◆ ARTICLE ◆
For those purposes, usually something called a hash function is used. It creates a fixed-length data or strings from some other data, which can be any given length or type. It uses some algorithm for that. One example is the one you gave, encoding letters to numbers.

Hash functions are not that simple as they look. There can be a serious mathematical method behind them, and you can try to prove that they are perfect or minimal perfect (which is not that important for this example).

A perfect function is a hash function that cannot generate the same output for any two different imputs. If you have that kind of hash function, you do not have to check for duplicates. If you want to do that, you have to prove that your hash function is perfect.

◆ SOURCE EXCERPT ◆
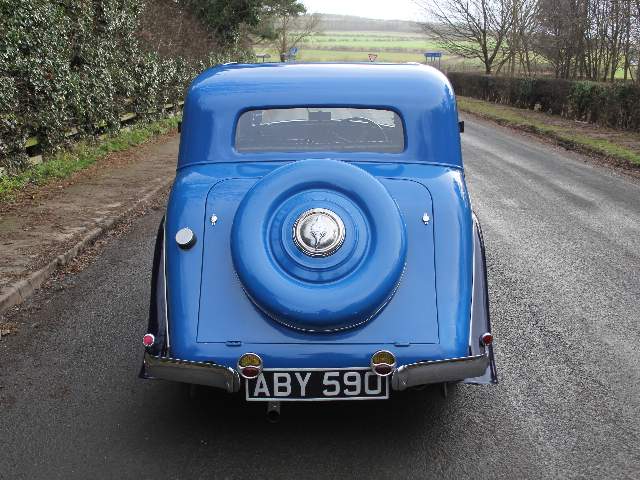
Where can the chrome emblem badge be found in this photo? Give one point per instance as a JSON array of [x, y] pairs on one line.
[[318, 232]]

◆ TASKS FOR THIS EXERCISE ◆
A: Do these statements agree with the hash function text above? For each, answer yes or no and quote the words that decide it. (i) A hash function turns input of any length into output of a fixed length. (ii) Even with a perfect hash function, you still have to check for duplicates. (iii) Proving that a hash function is minimal perfect matters a great deal for this example.
B: According to the hash function text, what is the example of a hash function that was given?
C: In the hash function text, copy everything from "For those purposes, usually" down to "letters to numbers.".

◆ OUTPUTS BY TASK ◆
A:
(i) Yes: "It creates a fixed-length data or strings from some other data, which can be any given length or type."
(ii) No: "If you have that kind of hash function, you do not have to check for duplicates."
(iii) No: "(which is not that important for this example)"

B: Encoding letters to numbers.

C:
For those purposes, usually something called a hash function is used. It creates a fixed-length data or strings from some other data, which can be any given length or type. It uses some algorithm for that. One example is the one you gave, encoding letters to numbers.